### TASK 1:
In the appendix on East–West perceptions, which three historical examples illustrate the West's colonial legacy in Asia?
### TASK 2:
From the appendix on East–West perceptions, duplicate the passage between "How the West" and "West for centuries.", inclusive.

Appendix O: Perceptions Between East and West
APPENDIX O: Perceptions Between East and West
This appendix briefly explores how the East and West have perceived each other over time. Perception is always filtered through culture, history, and bias. Both sides have contributed immensely to human civilization, and both have their blind spots.
How the East Has Seen the West
Positive Perceptions:
- Source of Innovation: The West has been admired for its scientific advancements, technological innovation, and contributions to medicine and engineering. Many Eastern nations have looked to the West for education, research collaboration, and technological partnership.
- Democratic Ideals: Western ideas about human rights, freedom of speech, and democratic governance have inspired movements and reforms across Asia.
- Cultural Exchange: Western literature, music, art, and film have enriched Eastern cultures and created vibrant cross-cultural dialogue.
Negative Perceptions:
- Colonial Legacy: For many Asian nations, the West arrived as a colonizer or invader. The Opium Wars in China, British rule in India, and Western pressure on Japan created a lasting memory of the West as a source of both power and humiliation.
- Perceived Hypocrisy: Today, many in the East see the West as lecturing others on human rights while ignoring its own problems: inequality, racism, mass incarceration, political instability.
- Cultural Imperialism: The global dominance of Western media and brands has sometimes been experienced as a form of cultural erasure, threatening local traditions and values.
How the West Has Seen the East
Positive Perceptions:
- Ancient Wisdom: The East has been admired for its ancient philosophies, spiritual traditions, and contemplative practices. Buddhism, Taoism, Confucianism, and other Eastern traditions have enriched Western spiritual seeking.
- Artistic Heritage: Eastern art, architecture, literature, and craftsmanship have been celebrated and collected in the West for centuries.

### SUPPLIED MATERIAL:
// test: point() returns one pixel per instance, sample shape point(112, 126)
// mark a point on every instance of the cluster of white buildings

### EXERCISE OUTPUT 1:
The Opium Wars in China, British rule in India, and Western pressure on Japan.

### EXERCISE OUTPUT 2:
How the West Has Seen the East
Positive Perceptions:
- Ancient Wisdom: The East has been admired for its ancient philosophies, spiritual traditions, and contemplative practices. Buddhism, Taoism, Confucianism, and other Eastern traditions have enriched Western spiritual seeking.
- Artistic Heritage: Eastern art, architecture, literature, and craftsmanship have been celebrated and collected in the West for centuries.